═════ Source passage

# Being confused of distribution notations in Deep Learning book

In chapter 5 of Deep Learning book of Ian Goodfellow, some notations in the loss function as below make me really confused.

I tried to understand $$x,y \sim p_{data}$$ means a sample $$(x, y)$$ sampled from original dataset distribution (or $$y$$ is the ground truth label). The loss function in formula 5.101 seems to be correct for my understanding. Actually, the formula 5.101 is derived from 5.100 by adding the regularization.

Therefore, the notation $$x,y \sim \hat{p}_{data}$$ in formula 5.96 and 5.100 is really confusing to me whether the loss function is defined correctly (kinda typo error or not). If not so, could you help me to refactor the meaning of two notations, are they similar and correct?   Many thanks for your help.

## 1 Answer

At page 130 of the same book, the author states that $$\hat{p}_\text{data}$$ is an empirical distribution defined by the training data. Similarly, at page 129, he states that $$p_\text{data}$$ is the true distribution that generates the set $$\mathbb{X} = \{ \boldsymbol{x}^{(1)}, \dots, \boldsymbol{x}^{(m)} \}$$.

══════════

Restate the question on distribution notations from "In chapter 5" up to and including "adding the regularization.", swapping "loss function" for "objective function" wherever it occurs.

═════ Supplied material

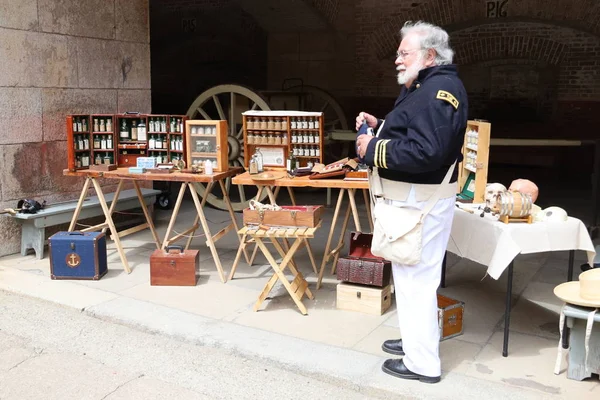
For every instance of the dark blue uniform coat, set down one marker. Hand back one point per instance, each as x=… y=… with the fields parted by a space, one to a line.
x=424 y=133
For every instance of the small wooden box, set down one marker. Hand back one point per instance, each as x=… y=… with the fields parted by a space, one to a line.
x=450 y=317
x=305 y=216
x=365 y=299
x=174 y=267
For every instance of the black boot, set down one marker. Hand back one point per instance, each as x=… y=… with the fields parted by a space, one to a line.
x=393 y=346
x=398 y=369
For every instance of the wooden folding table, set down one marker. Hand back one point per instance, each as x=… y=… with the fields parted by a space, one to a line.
x=297 y=287
x=346 y=187
x=188 y=180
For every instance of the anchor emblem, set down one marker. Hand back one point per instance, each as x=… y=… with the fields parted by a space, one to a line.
x=73 y=260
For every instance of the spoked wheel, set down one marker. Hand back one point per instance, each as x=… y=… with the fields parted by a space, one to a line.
x=228 y=102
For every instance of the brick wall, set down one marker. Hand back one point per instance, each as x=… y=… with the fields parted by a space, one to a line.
x=61 y=57
x=200 y=44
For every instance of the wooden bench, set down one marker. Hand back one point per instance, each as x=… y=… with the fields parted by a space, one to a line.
x=33 y=226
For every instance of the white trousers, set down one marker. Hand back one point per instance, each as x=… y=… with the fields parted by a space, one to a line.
x=416 y=289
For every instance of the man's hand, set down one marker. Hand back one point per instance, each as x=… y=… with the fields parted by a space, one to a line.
x=363 y=116
x=361 y=145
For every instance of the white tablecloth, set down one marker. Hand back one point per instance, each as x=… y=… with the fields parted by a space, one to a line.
x=496 y=244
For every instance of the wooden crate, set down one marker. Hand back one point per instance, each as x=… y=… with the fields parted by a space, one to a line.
x=450 y=317
x=305 y=216
x=365 y=299
x=174 y=267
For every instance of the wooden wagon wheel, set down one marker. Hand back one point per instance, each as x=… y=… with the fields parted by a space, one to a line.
x=227 y=102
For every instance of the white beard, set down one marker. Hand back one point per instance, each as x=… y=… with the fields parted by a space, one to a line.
x=410 y=73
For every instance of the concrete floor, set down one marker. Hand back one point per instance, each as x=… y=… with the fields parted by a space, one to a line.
x=348 y=343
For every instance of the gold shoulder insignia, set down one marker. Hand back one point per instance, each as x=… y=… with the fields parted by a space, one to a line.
x=447 y=96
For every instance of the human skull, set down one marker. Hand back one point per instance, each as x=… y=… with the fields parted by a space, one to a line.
x=525 y=186
x=492 y=190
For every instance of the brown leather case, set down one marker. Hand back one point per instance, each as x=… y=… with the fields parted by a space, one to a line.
x=174 y=267
x=361 y=266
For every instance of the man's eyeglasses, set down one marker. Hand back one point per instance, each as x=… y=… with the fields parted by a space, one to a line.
x=403 y=53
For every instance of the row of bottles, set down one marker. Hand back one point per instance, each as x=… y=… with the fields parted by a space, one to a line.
x=266 y=123
x=80 y=124
x=81 y=142
x=159 y=142
x=305 y=137
x=132 y=131
x=82 y=161
x=292 y=162
x=103 y=142
x=159 y=124
x=304 y=122
x=472 y=137
x=264 y=138
x=471 y=159
x=256 y=163
x=102 y=158
x=306 y=151
x=103 y=124
x=203 y=130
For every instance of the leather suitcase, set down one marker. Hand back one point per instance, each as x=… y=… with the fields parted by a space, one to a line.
x=77 y=255
x=361 y=266
x=174 y=267
x=450 y=317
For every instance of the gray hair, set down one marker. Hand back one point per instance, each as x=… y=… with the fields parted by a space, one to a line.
x=431 y=37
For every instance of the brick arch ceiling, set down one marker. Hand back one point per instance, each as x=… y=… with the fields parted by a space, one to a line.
x=513 y=47
x=580 y=14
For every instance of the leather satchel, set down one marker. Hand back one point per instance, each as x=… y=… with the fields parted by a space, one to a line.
x=398 y=231
x=361 y=266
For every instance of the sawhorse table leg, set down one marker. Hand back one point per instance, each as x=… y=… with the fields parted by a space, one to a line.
x=335 y=252
x=297 y=288
x=107 y=213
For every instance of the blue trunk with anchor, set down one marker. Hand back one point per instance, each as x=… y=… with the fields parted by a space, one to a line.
x=77 y=255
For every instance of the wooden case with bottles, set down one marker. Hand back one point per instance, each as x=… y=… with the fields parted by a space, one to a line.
x=108 y=141
x=103 y=141
x=207 y=140
x=278 y=134
x=473 y=170
x=79 y=152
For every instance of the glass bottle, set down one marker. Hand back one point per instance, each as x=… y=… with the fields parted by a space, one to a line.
x=259 y=159
x=124 y=133
x=142 y=130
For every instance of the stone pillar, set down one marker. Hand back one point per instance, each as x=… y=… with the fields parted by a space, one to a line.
x=62 y=57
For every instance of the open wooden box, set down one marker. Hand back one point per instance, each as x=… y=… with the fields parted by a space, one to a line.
x=305 y=216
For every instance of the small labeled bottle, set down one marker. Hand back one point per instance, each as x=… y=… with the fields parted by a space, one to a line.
x=124 y=133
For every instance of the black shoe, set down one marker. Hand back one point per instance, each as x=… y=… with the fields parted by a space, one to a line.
x=393 y=346
x=587 y=267
x=398 y=369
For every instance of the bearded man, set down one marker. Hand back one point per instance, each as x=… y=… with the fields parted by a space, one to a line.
x=414 y=147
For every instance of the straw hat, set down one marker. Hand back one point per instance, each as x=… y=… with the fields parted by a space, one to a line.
x=585 y=292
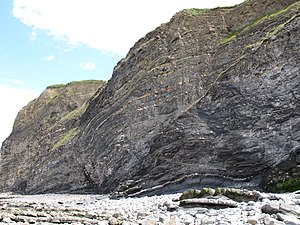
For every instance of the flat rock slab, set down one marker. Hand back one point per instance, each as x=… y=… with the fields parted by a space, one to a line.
x=207 y=202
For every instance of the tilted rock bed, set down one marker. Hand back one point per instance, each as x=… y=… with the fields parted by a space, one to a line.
x=211 y=207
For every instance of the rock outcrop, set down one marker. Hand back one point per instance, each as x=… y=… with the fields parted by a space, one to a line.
x=205 y=100
x=41 y=131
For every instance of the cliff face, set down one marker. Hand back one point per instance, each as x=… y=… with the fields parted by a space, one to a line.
x=211 y=99
x=41 y=131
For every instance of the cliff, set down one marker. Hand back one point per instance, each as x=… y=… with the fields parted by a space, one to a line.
x=210 y=98
x=41 y=131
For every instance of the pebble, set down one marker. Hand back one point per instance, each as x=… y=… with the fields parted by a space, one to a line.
x=270 y=209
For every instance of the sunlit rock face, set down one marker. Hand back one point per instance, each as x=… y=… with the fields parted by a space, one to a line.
x=210 y=98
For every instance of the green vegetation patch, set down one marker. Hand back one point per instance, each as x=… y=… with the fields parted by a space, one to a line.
x=78 y=82
x=56 y=86
x=87 y=82
x=288 y=185
x=195 y=11
x=68 y=136
x=259 y=20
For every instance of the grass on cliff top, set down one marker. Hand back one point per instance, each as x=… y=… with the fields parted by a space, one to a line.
x=78 y=82
x=256 y=21
x=195 y=11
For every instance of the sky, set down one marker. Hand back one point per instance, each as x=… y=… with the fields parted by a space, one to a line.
x=46 y=42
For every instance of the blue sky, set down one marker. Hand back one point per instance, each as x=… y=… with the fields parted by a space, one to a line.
x=45 y=42
x=37 y=60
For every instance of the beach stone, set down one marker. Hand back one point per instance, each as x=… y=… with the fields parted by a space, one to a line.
x=270 y=208
x=283 y=207
x=252 y=220
x=288 y=219
x=173 y=220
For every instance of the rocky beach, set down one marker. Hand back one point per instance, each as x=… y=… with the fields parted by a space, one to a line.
x=267 y=209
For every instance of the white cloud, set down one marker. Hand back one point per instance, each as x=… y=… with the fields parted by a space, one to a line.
x=49 y=58
x=88 y=66
x=14 y=81
x=110 y=26
x=12 y=99
x=33 y=35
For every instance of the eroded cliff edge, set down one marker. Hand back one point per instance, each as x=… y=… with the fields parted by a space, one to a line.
x=41 y=131
x=204 y=100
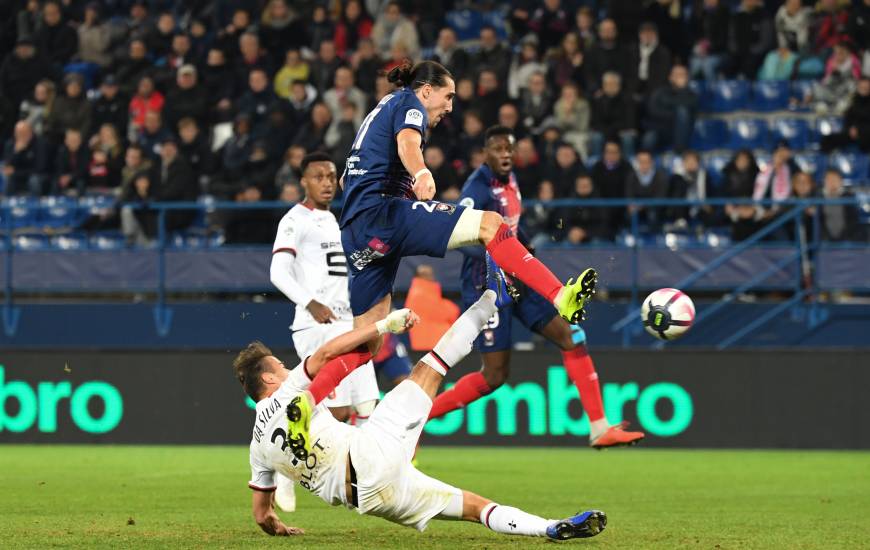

══════════

◆ Answer to the task:
In chapter 5 of Deep Learning book of Ian Goodfellow, some notations in the objective function as below make me really confused.

I tried to understand $$x,y \sim p_{data}$$ means a sample $$(x, y)$$ sampled from original dataset distribution (or $$y$$ is the ground truth label). The objective function in formula 5.101 seems to be correct for my understanding. Actually, the formula 5.101 is derived from 5.100 by adding the regularization.